Exercise details
Pick out each line in the records below that includes the string "stem" and copy those lines.

Data entries:
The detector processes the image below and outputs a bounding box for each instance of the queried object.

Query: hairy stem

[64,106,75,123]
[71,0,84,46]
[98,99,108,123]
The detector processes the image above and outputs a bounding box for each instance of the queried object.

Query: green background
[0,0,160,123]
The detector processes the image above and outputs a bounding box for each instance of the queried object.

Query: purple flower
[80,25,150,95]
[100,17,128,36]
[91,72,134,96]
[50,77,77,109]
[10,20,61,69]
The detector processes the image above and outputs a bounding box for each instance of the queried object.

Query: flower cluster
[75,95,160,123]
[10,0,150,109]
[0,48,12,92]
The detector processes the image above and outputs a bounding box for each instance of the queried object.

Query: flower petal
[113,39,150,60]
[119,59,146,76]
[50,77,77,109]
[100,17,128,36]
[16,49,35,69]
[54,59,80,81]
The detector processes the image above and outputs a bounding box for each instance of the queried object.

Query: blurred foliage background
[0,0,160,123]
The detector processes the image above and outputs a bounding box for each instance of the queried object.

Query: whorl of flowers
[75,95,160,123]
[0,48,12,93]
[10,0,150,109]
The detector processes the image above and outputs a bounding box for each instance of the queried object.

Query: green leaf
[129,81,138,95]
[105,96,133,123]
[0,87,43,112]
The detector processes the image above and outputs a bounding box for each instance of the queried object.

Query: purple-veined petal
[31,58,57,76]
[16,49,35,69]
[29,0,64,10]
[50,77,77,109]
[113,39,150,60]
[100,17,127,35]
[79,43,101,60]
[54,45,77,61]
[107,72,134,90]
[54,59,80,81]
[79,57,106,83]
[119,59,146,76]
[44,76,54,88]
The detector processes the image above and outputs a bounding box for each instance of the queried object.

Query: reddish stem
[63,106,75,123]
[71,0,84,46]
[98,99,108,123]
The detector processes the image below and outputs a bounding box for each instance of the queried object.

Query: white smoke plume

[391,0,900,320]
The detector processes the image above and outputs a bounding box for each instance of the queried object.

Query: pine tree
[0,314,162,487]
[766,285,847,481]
==
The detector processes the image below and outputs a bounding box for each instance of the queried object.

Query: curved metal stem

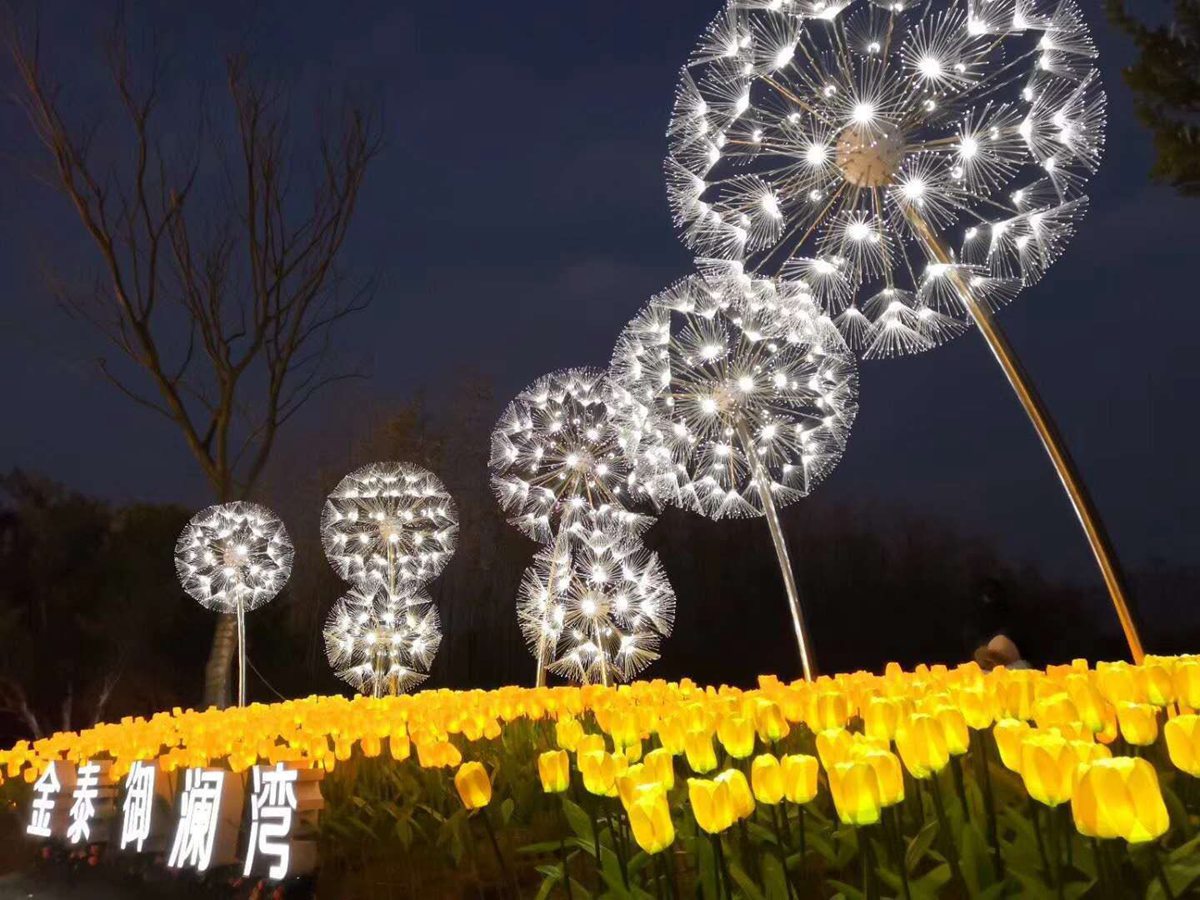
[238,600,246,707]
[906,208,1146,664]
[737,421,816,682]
...
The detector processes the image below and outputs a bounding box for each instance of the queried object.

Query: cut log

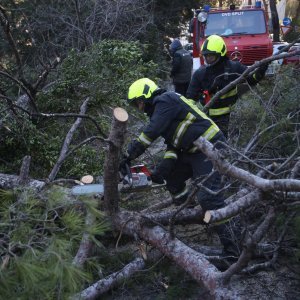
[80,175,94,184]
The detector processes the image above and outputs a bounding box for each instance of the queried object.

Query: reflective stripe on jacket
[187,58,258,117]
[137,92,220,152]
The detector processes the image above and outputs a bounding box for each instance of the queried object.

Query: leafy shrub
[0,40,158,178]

Full solution
Query: hairy stem
Query: reddish stem
Query: curved metal stem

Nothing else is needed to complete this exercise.